▶ [Problem details] Keeping every word in place, write out the entries that come next.

▶ [Task input]
───

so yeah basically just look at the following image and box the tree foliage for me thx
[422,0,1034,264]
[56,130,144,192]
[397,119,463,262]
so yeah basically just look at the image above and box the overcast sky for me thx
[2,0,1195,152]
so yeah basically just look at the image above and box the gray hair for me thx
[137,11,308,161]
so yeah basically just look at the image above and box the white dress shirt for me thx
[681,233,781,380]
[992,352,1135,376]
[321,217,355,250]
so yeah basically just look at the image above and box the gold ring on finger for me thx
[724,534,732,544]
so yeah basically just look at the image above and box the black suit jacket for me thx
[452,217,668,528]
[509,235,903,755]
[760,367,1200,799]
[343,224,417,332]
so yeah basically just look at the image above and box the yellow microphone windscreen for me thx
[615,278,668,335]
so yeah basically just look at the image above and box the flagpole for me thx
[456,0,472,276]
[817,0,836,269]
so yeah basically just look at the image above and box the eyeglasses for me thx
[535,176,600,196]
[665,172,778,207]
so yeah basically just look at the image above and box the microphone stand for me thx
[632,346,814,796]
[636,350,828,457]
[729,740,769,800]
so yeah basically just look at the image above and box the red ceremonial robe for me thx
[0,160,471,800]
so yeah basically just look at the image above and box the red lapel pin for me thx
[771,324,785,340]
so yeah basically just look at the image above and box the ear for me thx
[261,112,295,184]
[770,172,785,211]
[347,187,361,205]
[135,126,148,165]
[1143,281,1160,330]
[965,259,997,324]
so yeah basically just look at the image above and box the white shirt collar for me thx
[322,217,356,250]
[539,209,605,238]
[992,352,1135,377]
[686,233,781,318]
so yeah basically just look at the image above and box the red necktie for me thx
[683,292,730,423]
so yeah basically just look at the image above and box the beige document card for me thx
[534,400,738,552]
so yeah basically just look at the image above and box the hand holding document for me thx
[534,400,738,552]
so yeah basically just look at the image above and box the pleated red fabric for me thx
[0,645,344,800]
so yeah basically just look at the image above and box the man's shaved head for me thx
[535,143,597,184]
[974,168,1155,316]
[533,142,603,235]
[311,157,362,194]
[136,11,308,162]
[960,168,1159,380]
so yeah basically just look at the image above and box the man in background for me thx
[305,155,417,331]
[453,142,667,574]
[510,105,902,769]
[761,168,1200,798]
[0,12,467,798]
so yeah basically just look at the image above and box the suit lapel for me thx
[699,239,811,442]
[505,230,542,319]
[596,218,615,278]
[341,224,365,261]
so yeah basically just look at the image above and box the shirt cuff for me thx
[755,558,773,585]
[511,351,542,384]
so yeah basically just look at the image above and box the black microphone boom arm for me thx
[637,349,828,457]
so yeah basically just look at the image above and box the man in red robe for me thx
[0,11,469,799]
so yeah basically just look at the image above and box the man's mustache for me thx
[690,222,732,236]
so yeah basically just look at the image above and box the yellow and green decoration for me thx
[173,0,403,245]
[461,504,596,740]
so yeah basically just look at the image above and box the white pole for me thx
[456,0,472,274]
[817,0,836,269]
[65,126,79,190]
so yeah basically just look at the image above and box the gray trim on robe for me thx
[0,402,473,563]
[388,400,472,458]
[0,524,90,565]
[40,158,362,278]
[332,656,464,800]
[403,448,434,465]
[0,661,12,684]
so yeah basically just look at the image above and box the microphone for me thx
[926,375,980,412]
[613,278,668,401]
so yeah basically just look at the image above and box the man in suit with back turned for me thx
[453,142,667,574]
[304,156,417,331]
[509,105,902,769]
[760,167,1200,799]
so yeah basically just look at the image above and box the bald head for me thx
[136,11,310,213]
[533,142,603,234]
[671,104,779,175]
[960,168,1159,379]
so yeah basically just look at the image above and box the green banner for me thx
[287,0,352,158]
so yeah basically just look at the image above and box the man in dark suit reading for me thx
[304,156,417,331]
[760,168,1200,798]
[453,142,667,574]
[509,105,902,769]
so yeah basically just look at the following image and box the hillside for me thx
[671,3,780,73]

───

▶ [Expected answer]
so yeah basically just look at the following image and box the tree foliage for me thx
[422,0,1034,264]
[56,130,144,192]
[397,119,463,262]
so yeah basically just look at the image above and box the overcast sky for me thx
[2,0,1195,152]
so yeah basically just look at the image above and box the gray hair for me thx
[137,11,308,161]
so yeah basically just look at the image above and box the white dress shirt for me thx
[681,233,781,380]
[992,352,1135,376]
[321,217,355,250]
so yeah basically just look at the image above and box the gold ring on finger for me thx
[724,534,732,544]
so yeah basically just look at the image above and box the black suit jacket for me thx
[452,217,668,528]
[509,235,903,755]
[760,367,1200,799]
[343,224,417,332]
so yeah basically just look at the image above and box the yellow microphone windscreen for me thx
[615,278,668,335]
so yeah basically just look at the image above and box the flagpole for me thx
[456,0,472,276]
[817,0,836,269]
so yeah basically just look at the image above and box the eyeglasses for me thx
[535,176,600,196]
[665,172,778,207]
so yeah basically just look at the image above and box the microphone stand for me thx
[632,346,814,796]
[636,350,828,457]
[729,740,769,800]
so yeah basically just look at the image above and box the red ceremonial robe for me thx
[0,160,471,800]
so yeah basically just look at the image above and box the red lapel pin for me thx
[771,324,785,340]
so yeah basically just look at the image above and box the ear for me thx
[261,112,295,184]
[770,172,785,211]
[347,187,361,205]
[135,126,148,165]
[1143,281,1160,330]
[965,259,997,324]
so yeah basically just look at the image above and box the white shirt collar for me thx
[322,217,356,250]
[539,209,605,238]
[992,352,1135,377]
[686,233,781,318]
so yeah basically just look at the image above and box the red necktie for me thx
[683,292,730,423]
so yeah basically just look at the image above and box the beige document card for me thx
[534,400,738,552]
so yeah basically just look at the image above and box the hand holding document for me thx
[534,400,738,552]
so yeah basically just look at the image above and box the pleated red fabric for me thx
[0,645,344,800]
so yeah basically just look at the image above and box the man's shaved head for me thx
[535,143,597,184]
[974,168,1155,316]
[533,142,603,235]
[311,157,362,194]
[136,11,308,162]
[960,168,1159,380]
so yeah basically just look at the image above and box the man in background for me thx
[305,155,417,331]
[453,142,667,574]
[510,105,902,769]
[761,168,1200,798]
[0,12,467,798]
so yeah basically just look at the image above and box the suit lapel for me thx
[699,239,811,442]
[505,230,542,319]
[596,218,615,278]
[341,224,365,261]
so yeah basically just look at the image above and box the shirt cuff for me thx
[755,558,773,585]
[511,351,542,384]
so yeah basically just look at the image above and box the black microphone boom arm for me thx
[637,349,828,457]
so yeah basically just look at the image above and box the man in red robe for me thx
[0,11,469,799]
so yeah basically just look at the image above and box the man's mustache for me thx
[690,222,732,236]
so yeah basically just look at the image above and box the yellow and green decoration for me thx
[173,0,403,245]
[461,504,596,740]
so yeah basically just look at the image above and box the white pole for me thx
[456,0,472,274]
[817,0,836,269]
[65,126,79,190]
so yeah basically just look at the image above and box the gray trim on robe for me thx
[0,402,473,563]
[388,400,472,458]
[0,524,90,565]
[40,158,362,278]
[332,656,464,800]
[403,448,434,465]
[0,661,12,684]
so yeah basically just look at the image above and box the microphone for me thx
[926,375,980,412]
[613,278,668,401]
so yeah basically just look at the image above and box the man in suit with back turned for me thx
[453,142,667,574]
[304,156,417,331]
[509,105,902,769]
[760,167,1200,799]
so yeah basically just look at the image above and box the bald head for me thx
[136,11,310,213]
[533,142,603,234]
[671,104,779,175]
[960,168,1159,379]
so yeah basically just look at the image above and box the green banner for me thx
[287,0,352,158]
so yeah basically just look at the image above and box the man in dark suit reading for me thx
[304,156,417,331]
[760,168,1200,798]
[453,142,667,574]
[509,105,902,769]
so yeah basically just look at the following image and box the hillside for me thx
[671,3,780,73]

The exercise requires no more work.